━━ Page text ━━

I gave this a try and ended up teaching a number of subjects until my departure from Omsk. Work at the design bureau finished at 5:30 p.m.; lectures started next door at 5:40 p.m. and ran till late at night. After lecturing, I prepared the next day's class at home till 2:00 a.m. After that came work on students' research papers and theses. This was my routine almost every day.
In my first year of work at the plant, a Council of Young Specialists — among the first in the country — was formed, and I acted as its chairman until the end of my job there. Apart from upgrading the qualifications of young specialists and protecting their rights, the council was authorized to distribute housing to them. During the period of my chairmanship, we distributed eighty-six flats. Receiving housing was a strong incentive for young specialists to improve their work, but only my colleagues knew what it cost me, the chairman. "Vitaly, you have a strong nervous system," they would tell me as I sat in a big audience hall after yet another young woman specialist would have left, having failed to speed up the process of getting a flat with her loud hysterics.
The second half of the 1950s was a difficult time for the plant. The production of the front bomber Il-28 — the main bomber of the Soviet air force — was discontinued. There was quiet. The plant's director, Boris Yelenevich, spent time in Moscow trying to obtain an important contract to manufacture the Tu-104, the first passenger jet plane in regular service in the world. The contract was also interesting for the fact that the first passenger jet plane was being created on the basis of a jet bomber, the Tu-16. A large share of the testing for passenger characteristics of the plane was to be allocated to a serial-production plant. Among numerous other contenders for getting the contract was the Voronezh Aviation Plant.
Yelenevich was a jolly, lordly boss, full of importance. He liked a weighty conversation, smoked an aromatic pipe, and dressed in soft, fluffy sweaters. Usually, I would show up to see him in the evening, about the matters of the Council of Young Specialists.
"What are you going to tell me, Chairman?" Yelenevich might inquire.
"You see, this is not working too well, ..." I might respond.
And I would start a detailed accounting of what else could be done to raise the qualification of young specialists. There were business trips here, trips to exhibitions, "know-how" competitions, requests for housing, requests for funds for youth parties, and lots of other issues about which there were disagreements with the director for personnel. Yelenevich rarely argued; on the contrary, he added his suggestions. He made lots of promises, but he didn't always fulfill them. I once reproached him about this before a plant conference of young specialists.

━━━

Instruction: In the memoir passage, how many flats did the Council of Young Specialists distribute while the writer was its chairman? Rely on the memoir passage alone for every answer.

━━ Information provided ━━

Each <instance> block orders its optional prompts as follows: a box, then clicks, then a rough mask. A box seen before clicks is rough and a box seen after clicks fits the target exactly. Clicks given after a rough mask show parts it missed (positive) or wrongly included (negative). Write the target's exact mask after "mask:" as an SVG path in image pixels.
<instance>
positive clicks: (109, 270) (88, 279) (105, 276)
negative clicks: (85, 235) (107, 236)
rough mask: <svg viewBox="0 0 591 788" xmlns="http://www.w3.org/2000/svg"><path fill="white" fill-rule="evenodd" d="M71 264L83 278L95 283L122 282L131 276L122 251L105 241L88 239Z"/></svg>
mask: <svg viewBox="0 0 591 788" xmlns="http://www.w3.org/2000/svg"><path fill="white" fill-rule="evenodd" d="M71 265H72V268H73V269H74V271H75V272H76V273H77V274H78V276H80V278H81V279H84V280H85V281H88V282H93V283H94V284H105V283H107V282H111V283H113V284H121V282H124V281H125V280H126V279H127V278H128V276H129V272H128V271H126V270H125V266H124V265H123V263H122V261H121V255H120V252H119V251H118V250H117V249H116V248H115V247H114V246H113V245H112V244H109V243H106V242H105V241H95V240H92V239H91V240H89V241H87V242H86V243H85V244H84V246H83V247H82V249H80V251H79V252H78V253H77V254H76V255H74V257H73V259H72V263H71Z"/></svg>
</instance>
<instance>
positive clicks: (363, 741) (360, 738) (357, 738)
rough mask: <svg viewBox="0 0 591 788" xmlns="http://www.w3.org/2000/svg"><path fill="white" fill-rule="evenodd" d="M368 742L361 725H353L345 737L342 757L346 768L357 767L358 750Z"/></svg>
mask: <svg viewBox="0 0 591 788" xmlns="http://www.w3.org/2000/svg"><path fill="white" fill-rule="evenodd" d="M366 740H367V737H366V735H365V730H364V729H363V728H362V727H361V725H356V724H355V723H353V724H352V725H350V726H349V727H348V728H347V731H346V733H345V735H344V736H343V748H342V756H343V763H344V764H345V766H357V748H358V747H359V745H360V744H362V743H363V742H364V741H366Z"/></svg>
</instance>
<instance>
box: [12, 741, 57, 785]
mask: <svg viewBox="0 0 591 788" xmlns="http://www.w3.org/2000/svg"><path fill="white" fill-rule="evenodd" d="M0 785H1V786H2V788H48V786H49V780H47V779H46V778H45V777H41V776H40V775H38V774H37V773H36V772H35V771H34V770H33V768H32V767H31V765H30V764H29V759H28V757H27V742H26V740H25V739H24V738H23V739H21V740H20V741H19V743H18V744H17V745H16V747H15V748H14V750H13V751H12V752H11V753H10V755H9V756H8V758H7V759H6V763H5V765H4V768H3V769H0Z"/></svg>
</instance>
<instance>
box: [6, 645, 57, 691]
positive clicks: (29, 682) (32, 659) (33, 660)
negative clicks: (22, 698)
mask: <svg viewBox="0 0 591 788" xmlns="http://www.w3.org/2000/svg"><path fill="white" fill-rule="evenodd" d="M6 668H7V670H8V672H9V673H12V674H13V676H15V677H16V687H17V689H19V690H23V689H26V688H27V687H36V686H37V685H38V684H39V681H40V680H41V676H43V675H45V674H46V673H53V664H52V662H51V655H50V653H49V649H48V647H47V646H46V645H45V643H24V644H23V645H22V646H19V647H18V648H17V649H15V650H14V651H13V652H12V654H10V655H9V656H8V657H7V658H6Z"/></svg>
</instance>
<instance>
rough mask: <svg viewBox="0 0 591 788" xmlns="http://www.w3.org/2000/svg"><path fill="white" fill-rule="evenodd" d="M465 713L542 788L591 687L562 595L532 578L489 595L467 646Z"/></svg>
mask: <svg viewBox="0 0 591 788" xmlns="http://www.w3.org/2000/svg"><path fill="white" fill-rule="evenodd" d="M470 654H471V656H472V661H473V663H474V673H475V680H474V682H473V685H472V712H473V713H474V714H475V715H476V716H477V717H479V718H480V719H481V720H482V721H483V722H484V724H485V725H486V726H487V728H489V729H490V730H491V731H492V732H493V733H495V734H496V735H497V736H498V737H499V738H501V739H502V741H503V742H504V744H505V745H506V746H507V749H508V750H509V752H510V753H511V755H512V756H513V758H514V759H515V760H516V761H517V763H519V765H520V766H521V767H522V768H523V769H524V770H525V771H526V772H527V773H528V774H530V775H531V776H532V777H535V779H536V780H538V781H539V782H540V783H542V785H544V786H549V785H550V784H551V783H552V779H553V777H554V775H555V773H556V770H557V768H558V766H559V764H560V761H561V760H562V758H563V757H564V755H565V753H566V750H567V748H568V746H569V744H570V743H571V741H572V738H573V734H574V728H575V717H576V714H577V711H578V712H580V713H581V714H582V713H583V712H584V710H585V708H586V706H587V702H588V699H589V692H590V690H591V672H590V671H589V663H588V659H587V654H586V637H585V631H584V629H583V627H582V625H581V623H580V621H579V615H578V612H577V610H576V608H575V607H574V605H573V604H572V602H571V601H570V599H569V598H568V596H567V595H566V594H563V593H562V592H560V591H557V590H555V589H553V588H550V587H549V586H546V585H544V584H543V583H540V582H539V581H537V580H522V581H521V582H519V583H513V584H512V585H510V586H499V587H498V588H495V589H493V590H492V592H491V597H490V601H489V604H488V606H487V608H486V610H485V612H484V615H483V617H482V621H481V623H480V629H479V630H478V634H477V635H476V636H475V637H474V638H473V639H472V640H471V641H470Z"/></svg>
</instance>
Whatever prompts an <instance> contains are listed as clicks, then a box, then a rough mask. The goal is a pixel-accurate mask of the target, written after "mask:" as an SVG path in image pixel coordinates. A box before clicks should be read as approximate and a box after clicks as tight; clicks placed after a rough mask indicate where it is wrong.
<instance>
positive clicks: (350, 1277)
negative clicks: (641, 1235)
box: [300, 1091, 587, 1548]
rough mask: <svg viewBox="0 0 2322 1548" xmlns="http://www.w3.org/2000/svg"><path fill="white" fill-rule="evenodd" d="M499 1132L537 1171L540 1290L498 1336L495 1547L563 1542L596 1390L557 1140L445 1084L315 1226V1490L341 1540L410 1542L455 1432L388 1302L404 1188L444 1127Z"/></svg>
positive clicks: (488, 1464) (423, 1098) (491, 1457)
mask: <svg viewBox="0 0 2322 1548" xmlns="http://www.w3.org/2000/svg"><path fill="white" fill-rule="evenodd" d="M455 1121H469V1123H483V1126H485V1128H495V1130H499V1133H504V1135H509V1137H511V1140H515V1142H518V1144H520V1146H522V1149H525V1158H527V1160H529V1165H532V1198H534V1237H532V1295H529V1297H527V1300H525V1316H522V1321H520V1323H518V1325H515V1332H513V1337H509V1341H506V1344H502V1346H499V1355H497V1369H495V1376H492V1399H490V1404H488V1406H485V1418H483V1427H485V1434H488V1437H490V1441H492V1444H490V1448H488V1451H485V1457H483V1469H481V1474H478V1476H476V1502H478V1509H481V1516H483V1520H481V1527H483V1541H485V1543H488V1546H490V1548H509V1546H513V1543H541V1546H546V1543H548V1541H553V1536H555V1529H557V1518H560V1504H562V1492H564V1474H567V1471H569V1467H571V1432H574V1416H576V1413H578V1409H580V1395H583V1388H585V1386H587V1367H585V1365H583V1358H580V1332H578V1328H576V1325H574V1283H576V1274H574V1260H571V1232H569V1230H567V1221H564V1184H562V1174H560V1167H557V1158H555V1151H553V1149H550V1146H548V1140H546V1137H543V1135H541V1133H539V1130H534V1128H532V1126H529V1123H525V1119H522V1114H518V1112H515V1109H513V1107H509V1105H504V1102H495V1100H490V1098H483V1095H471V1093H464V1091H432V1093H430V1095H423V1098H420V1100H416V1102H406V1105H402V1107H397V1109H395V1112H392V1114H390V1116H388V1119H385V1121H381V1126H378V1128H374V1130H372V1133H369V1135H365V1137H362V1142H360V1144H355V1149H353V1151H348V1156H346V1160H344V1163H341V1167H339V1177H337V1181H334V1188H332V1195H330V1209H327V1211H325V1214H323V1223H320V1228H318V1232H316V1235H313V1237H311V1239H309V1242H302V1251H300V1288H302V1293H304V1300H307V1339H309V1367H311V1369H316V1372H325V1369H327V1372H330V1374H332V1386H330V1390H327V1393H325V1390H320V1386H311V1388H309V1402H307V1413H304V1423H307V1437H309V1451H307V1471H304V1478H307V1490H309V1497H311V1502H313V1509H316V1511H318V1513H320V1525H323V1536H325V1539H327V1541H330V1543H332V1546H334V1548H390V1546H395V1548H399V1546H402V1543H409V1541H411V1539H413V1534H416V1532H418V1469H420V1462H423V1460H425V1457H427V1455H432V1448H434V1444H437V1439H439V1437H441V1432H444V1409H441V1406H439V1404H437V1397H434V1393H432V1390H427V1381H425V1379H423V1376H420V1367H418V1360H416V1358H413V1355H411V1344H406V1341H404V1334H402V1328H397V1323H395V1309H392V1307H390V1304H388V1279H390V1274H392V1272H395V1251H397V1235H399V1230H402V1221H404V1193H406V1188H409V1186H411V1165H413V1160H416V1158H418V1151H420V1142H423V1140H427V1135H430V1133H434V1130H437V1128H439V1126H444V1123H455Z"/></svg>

━━━

Response area: Eighty-six flats.